▶ 任务目标
从含有“for the gravel”的那一行到含有“341,388,467,481”的那一行（两行都包括在内），请把其中的“gravel path”换成“dirt path”，其余内容一律不变，然后只写出这几行。

▶ 条目列表
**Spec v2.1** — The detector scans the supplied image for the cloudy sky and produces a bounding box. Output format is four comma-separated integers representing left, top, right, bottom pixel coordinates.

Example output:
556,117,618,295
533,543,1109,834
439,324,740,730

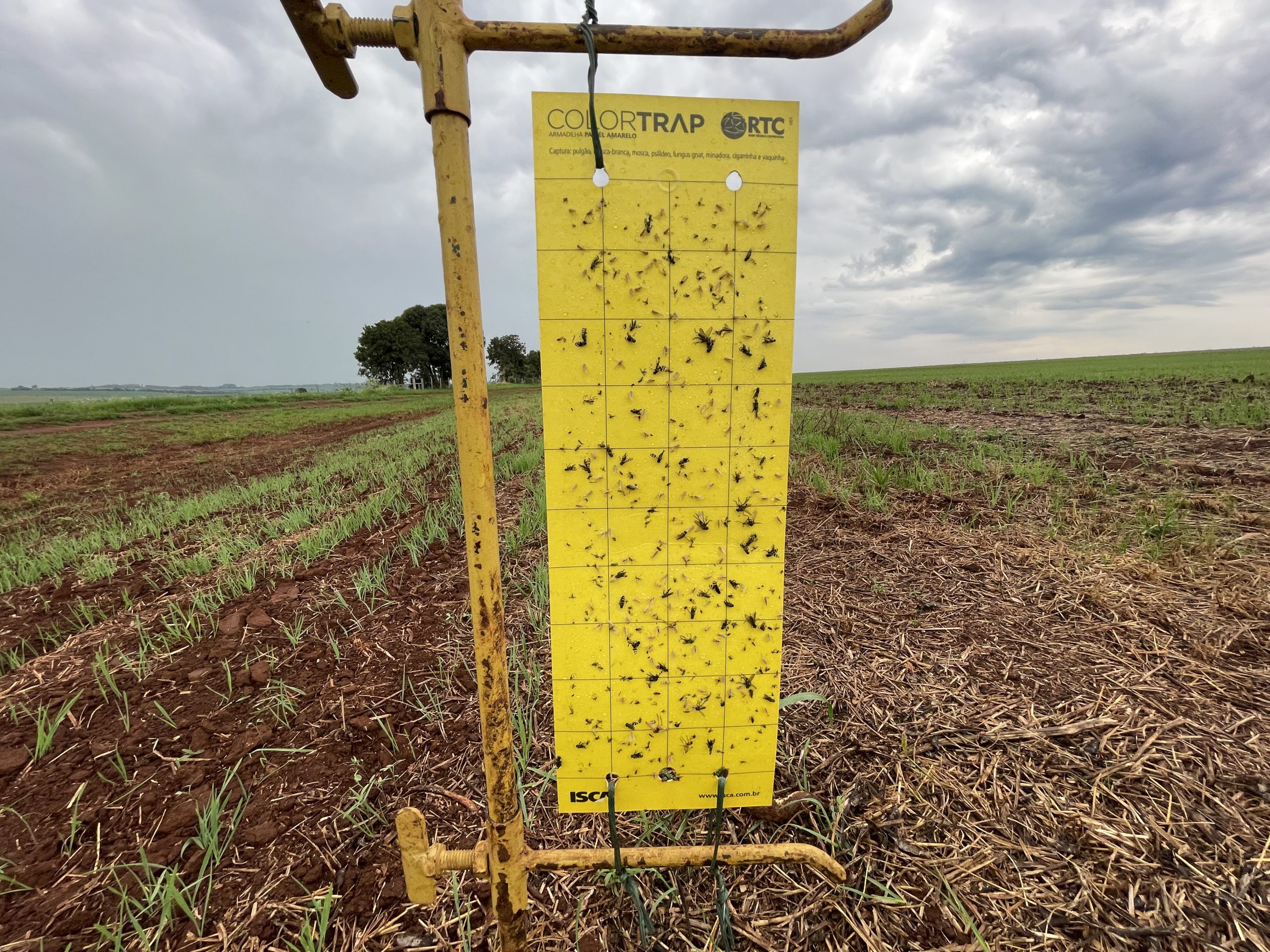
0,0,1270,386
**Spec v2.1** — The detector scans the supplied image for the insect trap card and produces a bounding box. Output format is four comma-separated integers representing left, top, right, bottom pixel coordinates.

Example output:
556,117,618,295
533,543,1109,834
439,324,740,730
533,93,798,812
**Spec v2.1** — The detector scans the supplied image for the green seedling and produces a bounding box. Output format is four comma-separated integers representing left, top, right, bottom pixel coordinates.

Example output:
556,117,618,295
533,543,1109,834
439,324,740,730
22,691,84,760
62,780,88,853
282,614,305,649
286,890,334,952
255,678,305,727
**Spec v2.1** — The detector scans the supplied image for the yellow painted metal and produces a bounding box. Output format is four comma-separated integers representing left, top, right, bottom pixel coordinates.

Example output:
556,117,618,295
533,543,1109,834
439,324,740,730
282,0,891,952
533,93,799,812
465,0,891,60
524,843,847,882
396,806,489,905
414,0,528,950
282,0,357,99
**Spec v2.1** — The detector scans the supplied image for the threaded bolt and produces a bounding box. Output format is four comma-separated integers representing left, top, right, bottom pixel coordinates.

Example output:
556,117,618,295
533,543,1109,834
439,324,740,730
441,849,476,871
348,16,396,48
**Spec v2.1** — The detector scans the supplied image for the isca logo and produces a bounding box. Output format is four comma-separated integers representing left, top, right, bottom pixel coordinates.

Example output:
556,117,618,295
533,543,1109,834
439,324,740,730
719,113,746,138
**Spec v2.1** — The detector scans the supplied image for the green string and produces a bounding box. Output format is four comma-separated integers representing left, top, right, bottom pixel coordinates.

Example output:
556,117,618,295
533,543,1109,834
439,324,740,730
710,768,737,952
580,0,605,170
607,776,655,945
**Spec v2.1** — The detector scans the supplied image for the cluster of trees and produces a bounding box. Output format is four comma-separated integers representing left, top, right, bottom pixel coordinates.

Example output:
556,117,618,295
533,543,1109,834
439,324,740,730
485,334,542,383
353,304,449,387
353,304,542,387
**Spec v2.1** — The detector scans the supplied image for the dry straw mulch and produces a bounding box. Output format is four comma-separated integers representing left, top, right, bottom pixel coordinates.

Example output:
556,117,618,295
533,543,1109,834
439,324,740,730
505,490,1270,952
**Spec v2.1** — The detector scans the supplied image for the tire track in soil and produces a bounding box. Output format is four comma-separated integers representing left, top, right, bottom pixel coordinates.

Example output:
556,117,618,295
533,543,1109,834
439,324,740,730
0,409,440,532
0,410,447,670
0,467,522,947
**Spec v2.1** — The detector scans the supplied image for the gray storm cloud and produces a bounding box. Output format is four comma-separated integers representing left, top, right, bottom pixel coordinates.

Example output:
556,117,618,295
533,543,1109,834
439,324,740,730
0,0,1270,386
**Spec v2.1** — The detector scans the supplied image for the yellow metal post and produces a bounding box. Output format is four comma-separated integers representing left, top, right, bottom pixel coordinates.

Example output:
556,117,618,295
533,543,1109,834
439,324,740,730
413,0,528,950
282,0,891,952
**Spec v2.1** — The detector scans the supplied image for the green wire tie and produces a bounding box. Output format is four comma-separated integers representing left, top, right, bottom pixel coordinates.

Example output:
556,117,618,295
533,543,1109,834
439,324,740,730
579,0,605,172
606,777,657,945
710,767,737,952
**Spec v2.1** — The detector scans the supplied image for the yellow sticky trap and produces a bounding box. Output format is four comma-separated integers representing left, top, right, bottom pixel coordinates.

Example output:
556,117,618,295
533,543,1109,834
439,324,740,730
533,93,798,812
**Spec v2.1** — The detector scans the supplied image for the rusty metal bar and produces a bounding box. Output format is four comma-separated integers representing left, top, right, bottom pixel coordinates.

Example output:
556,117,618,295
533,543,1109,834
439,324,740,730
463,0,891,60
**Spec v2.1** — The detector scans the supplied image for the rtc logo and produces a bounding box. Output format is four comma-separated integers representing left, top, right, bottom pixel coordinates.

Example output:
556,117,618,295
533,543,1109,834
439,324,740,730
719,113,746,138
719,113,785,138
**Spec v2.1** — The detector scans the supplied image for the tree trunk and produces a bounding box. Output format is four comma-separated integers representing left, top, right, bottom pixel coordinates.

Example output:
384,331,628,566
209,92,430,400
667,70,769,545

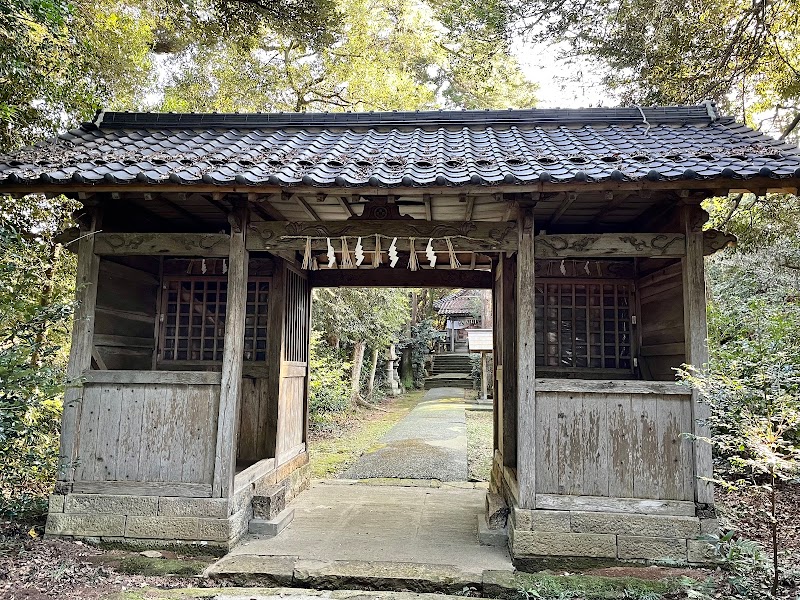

* * *

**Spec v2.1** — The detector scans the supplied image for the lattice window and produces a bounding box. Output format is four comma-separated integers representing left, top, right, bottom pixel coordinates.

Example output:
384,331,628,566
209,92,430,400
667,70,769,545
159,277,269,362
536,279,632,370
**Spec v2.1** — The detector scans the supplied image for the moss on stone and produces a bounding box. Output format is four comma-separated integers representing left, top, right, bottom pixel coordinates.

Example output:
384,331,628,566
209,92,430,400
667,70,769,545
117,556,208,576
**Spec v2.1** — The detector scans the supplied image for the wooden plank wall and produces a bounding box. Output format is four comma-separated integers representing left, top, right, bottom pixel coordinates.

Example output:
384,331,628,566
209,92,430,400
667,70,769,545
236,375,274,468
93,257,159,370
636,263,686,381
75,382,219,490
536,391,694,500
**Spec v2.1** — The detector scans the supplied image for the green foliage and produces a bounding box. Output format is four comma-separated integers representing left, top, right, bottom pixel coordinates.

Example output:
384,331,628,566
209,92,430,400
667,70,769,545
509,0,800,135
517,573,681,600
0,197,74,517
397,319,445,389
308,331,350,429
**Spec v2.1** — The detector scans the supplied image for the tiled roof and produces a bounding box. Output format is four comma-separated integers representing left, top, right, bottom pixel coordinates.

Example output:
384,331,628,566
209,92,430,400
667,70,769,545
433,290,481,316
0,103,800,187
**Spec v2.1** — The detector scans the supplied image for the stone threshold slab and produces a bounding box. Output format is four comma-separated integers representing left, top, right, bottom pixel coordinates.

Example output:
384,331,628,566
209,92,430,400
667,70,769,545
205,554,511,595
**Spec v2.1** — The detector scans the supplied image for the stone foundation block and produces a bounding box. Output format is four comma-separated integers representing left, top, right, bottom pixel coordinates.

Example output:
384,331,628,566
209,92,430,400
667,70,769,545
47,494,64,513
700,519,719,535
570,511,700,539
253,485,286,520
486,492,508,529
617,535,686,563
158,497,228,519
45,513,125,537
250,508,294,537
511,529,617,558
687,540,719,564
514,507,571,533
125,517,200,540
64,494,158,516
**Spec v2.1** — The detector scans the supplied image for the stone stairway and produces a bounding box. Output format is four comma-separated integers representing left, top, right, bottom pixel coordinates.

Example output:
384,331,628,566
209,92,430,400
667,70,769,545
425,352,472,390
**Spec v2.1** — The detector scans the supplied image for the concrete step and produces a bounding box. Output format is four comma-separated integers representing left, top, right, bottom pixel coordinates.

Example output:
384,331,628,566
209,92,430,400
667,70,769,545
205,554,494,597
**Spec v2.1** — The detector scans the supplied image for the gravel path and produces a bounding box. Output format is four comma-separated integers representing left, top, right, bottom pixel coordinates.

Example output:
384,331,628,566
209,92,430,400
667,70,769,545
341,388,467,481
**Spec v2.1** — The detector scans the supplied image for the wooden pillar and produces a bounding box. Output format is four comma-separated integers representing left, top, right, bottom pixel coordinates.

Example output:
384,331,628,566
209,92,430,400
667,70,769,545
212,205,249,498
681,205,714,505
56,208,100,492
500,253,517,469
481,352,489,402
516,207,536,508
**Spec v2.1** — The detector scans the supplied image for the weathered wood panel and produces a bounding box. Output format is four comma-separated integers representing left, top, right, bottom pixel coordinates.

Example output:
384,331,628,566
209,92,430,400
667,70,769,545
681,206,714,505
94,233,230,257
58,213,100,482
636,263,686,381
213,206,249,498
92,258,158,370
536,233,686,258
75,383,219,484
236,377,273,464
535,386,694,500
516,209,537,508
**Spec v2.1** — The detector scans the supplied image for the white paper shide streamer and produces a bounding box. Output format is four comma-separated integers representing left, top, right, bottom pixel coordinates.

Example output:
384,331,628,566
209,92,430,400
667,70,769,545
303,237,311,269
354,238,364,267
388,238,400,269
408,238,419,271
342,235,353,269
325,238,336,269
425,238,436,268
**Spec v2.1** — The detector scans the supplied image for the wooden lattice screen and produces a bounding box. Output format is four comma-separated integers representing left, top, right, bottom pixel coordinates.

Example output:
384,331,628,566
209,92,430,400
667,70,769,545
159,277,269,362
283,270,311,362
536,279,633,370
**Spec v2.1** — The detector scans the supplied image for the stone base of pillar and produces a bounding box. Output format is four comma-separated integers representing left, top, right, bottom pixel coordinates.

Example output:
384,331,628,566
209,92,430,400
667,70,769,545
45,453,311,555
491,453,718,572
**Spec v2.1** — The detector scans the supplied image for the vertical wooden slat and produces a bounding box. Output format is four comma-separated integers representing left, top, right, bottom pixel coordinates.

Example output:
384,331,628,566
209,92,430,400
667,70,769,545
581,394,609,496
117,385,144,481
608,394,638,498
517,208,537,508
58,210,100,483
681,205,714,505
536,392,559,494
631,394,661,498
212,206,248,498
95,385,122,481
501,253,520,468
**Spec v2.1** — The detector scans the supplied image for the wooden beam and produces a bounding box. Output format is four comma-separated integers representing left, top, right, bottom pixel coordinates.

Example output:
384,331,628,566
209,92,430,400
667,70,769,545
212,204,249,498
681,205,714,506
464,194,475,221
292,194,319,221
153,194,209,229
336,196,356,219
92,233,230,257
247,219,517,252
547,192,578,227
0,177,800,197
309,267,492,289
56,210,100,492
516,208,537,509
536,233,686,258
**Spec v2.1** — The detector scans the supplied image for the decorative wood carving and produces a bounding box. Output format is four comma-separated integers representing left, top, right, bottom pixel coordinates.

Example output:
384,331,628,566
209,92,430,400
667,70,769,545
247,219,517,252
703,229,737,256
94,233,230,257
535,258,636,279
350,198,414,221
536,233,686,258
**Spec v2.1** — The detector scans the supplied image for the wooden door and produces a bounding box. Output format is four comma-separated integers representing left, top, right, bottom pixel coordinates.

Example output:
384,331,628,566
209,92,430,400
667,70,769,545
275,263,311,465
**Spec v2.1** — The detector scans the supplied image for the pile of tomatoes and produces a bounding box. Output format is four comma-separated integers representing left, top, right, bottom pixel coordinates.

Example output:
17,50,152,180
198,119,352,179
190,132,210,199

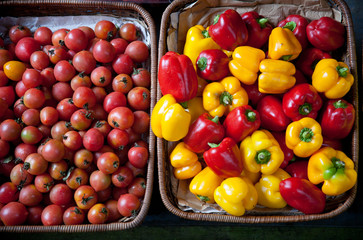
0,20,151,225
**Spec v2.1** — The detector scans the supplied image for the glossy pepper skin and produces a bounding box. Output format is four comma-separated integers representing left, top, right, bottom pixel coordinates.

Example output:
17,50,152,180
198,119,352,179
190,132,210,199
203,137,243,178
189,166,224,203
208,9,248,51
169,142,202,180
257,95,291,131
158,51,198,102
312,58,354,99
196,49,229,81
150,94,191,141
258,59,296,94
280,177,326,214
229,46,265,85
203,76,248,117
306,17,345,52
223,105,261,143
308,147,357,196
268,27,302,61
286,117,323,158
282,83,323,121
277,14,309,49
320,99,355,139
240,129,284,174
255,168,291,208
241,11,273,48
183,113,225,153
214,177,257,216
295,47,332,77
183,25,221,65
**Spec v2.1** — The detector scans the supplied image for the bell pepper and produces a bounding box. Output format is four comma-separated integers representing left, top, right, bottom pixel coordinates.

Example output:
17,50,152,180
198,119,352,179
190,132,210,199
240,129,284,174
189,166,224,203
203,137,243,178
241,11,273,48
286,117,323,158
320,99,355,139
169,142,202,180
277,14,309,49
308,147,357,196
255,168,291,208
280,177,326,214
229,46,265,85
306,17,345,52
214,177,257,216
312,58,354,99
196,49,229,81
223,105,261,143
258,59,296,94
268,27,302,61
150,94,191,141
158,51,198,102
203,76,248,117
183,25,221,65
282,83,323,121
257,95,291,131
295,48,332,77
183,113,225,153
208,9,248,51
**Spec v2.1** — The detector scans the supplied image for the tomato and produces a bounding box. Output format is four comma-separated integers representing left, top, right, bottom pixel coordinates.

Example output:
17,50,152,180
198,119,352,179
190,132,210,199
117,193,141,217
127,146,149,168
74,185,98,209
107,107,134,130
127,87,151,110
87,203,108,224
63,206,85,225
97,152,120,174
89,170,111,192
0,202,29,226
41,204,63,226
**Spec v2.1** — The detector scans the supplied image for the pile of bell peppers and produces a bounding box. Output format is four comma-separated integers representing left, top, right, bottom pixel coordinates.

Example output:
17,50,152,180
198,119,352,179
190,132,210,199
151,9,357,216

---

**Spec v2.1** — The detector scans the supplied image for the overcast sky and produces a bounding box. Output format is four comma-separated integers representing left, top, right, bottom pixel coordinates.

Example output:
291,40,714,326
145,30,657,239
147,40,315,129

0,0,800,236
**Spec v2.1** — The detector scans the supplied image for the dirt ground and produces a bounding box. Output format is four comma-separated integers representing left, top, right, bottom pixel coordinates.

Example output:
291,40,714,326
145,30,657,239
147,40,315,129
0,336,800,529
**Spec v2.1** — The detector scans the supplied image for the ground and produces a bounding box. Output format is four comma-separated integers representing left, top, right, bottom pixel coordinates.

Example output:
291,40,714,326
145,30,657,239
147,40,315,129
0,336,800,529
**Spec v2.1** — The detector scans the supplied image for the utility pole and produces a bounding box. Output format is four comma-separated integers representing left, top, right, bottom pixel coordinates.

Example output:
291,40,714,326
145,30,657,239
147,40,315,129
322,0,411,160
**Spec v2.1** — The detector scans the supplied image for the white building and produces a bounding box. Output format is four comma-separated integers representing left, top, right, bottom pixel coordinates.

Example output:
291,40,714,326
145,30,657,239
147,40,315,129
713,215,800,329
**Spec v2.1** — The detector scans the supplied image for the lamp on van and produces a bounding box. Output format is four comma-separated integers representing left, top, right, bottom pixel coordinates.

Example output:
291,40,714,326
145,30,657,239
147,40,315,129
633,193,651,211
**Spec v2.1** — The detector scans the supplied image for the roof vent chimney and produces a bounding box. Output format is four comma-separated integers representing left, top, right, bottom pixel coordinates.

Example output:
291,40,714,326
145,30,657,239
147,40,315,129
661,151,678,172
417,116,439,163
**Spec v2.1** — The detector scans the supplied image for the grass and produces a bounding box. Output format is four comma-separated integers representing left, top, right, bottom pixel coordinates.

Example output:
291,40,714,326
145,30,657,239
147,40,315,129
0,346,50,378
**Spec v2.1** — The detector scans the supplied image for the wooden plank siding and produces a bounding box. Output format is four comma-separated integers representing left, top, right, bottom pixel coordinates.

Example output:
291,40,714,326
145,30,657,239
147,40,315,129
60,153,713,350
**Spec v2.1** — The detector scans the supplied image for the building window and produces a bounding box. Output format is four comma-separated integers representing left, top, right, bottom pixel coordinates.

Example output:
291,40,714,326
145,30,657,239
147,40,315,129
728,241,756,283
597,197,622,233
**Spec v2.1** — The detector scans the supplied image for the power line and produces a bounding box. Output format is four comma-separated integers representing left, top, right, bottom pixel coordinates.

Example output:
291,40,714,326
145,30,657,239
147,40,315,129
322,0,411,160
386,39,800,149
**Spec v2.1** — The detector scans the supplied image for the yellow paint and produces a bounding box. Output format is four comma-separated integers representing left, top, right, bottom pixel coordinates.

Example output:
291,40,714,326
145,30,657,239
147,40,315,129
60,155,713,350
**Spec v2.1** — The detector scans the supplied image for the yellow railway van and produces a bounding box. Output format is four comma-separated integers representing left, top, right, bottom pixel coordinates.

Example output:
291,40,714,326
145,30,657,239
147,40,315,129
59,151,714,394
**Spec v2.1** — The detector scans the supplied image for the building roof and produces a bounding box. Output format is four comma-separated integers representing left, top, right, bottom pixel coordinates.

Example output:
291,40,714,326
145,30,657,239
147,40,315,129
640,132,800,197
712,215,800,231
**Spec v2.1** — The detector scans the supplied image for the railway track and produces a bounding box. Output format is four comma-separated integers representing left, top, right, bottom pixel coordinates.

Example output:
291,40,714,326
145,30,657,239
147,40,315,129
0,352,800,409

▶ 练习答案
**Spec v2.1** — The detector scans the supplied image for the dirt path and produces a bounding box. Output format is four comma-separated integers representing left, top, right, bottom pixel coordinates.

Example output:
384,331,628,566
209,92,430,400
667,70,769,545
341,388,467,481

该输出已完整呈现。